## [Passage provided]

L.C. – Turning now to Hélio Oiticica’s and Lygia Clark’s relationship with more recent art, how influential are they? The potential of these works vis-a-vis new horizons of creation seems to me immense, don’t you think?
G.B. – The potential of these works is an interesting point. I think you have two trends in relation to them. One has to do with interest in institutionalizing them, academicizing them, and the other sets about exploring the motivations and possibilities of the works. I think Mondrian can be analyzed the same way. You can either take him back to the romantic tradition, to nineteenth century painting, or you can take him forward, a bit like Hélio wanted to do, interested in the dissemination of his artistic view. In a way, this points to the relationship between art and life, something that so interested Lygia, too. And this relationship is certainly central to contemporary art, and can be addressed in different ways through very different strategies. For example, staying within Brazilian art, we could take the work of Waltércio Caldas, who has always interested me, especially because he seems to me to be developing an opposite poetic, refractory to physical, bodily interaction. But that’s just on the surface; there’s ambiguity there. His work poses a perennial question about the relationship between seeing and living. They are different strategies, but they point to similar questions.

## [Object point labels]
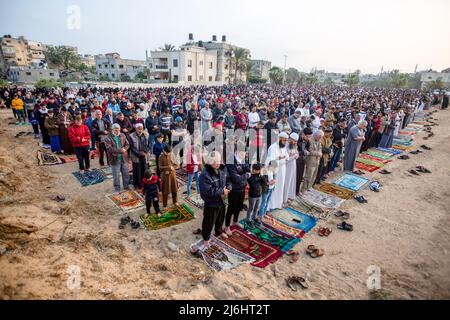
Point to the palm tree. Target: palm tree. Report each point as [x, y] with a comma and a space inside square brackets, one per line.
[276, 75]
[167, 47]
[311, 78]
[352, 79]
[239, 60]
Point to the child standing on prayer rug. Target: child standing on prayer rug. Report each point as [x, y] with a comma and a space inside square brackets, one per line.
[151, 185]
[256, 183]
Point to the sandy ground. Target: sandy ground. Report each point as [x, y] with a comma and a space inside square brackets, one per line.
[404, 230]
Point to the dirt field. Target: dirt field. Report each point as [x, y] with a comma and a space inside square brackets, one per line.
[404, 230]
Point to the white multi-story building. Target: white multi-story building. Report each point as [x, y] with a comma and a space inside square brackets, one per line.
[261, 68]
[427, 77]
[195, 62]
[188, 64]
[114, 67]
[29, 75]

## [Exercise requirements]
1 > Quote the interview excerpt word for word, starting at "L.C. – Turning" and ending at "don’t you think?".
2 > Decide whether each statement agrees with the interview excerpt, answering yes or no and quoting the words that settle it: (a) G.B. says Mondrian can be analyzed the same way as these works. (b) G.B. describes the work of Waltércio Caldas as inviting physical, bodily interaction. (c) G.B. sees two trends in relation to the works.
The records aren't needed for any of this.

## [Task-by-task outputs]
1 >
L.C. – Turning now to Hélio Oiticica’s and Lygia Clark’s relationship with more recent art, how influential are they? The potential of these works vis-a-vis new horizons of creation seems to me immense, don’t you think?

2 >
(a) Yes: "I think Mondrian can be analyzed the same way."
(b) No: "he seems to me to be developing an opposite poetic, refractory to physical, bodily interaction."
(c) Yes: "I think you have two trends in relation to them."